San Juan de Dios de Cárdenas, or simply Cárdenas (Spanish pronunciation: [ˈkaɾðenas]), is a municipality and city in the Matanzas Province of Cuba,[3] about 116 km (72 mi) by air [156 km (97 mi) by road] east of Havana.[4] Cárdenas is the 15th most-populated Cuban city and the second most populated one not being a provincial seat, after Manzanillo.

The Cuban Flag was first raised over Cuba in this historic city of straight and narrow streets (the "Charleston of the Caribbean"), horse-drawn carriages, industry and "cangrejos" (blue crabs).[5] It was in Cárdenas where José Arechabala S.A. launched and started production of Havana Club in 1934.

→ Required task 1
In the records, rewrite the part that opens with the line containing "Would you be able to indicate the stubble" and runs through the end of the records, putting "harvested field" in place of "stubble field" and keeping everything else the same.

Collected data

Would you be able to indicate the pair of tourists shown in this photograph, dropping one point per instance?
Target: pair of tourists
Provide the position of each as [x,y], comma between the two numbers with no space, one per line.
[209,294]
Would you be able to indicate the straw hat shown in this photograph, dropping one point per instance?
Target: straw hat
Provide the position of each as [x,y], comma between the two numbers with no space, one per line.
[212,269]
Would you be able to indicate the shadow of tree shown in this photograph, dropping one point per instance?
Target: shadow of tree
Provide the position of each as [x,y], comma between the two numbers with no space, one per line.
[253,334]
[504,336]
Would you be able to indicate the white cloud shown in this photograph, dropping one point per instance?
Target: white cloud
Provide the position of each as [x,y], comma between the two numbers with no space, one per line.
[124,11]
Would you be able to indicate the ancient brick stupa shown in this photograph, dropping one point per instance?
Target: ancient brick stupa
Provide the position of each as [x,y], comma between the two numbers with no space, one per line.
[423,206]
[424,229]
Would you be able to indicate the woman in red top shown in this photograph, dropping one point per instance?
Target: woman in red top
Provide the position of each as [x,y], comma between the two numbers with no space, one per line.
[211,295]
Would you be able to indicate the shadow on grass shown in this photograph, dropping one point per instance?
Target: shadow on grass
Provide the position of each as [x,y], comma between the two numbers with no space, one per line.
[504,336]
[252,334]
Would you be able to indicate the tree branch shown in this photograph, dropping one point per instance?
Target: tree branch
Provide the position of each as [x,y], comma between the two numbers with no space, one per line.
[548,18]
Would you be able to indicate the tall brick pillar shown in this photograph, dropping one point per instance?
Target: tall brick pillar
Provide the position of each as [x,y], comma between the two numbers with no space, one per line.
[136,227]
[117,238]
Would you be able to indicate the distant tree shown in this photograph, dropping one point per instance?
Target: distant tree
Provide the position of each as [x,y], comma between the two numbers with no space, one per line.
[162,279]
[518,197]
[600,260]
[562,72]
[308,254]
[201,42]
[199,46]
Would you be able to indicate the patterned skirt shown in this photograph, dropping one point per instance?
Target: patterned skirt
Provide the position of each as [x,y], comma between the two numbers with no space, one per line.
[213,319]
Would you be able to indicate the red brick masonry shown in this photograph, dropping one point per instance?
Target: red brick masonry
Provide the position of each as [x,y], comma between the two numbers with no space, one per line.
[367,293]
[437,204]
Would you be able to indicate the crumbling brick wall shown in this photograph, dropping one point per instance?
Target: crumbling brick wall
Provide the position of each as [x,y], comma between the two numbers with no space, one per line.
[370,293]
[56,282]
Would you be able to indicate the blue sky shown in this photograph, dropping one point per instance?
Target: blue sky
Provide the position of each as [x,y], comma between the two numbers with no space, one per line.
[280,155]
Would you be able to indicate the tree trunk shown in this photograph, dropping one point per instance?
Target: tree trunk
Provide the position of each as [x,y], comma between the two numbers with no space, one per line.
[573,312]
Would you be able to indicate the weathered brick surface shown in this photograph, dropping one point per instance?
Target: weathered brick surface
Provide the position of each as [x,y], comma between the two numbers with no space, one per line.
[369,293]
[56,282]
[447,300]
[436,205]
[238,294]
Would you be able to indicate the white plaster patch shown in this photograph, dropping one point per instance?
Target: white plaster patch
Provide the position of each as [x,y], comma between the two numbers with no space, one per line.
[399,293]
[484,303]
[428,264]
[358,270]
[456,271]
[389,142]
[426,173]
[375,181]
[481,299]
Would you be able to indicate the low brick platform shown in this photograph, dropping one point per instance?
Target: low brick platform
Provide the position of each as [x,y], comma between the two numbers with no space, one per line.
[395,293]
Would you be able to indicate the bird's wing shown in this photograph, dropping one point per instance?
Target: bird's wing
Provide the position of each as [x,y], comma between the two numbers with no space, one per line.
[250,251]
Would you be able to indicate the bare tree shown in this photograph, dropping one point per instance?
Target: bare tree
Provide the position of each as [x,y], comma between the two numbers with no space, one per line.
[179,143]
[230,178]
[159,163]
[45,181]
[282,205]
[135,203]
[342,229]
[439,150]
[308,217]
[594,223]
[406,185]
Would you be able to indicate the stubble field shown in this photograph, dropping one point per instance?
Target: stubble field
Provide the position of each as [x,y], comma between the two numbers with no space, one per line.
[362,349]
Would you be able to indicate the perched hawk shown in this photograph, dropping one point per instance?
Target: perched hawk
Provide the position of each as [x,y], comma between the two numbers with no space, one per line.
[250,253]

→ Required task 2
Answer these questions from the passage on Cárdenas:
(a) In which province of Cuba is Cárdenas located?
(b) In what year did José Arechabala S.A. launch Havana Club in Cárdenas?
(c) What nickname does the passage give the city?

→ Task answer 1
Would you be able to indicate the harvested field shown in this photograph, dropping one point per instance?
Target: harvested field
Provide the position of each as [x,y], comma between the two numbers with no space, one per line.
[362,349]
Would you be able to indicate the perched hawk shown in this photograph, dropping one point per instance?
Target: perched hawk
Provide the position of each as [x,y], comma between the two numbers with no space, one per line.
[250,253]

→ Task answer 2
(a) Matanzas Province
(b) 1934
(c) The "Charleston of the Caribbean"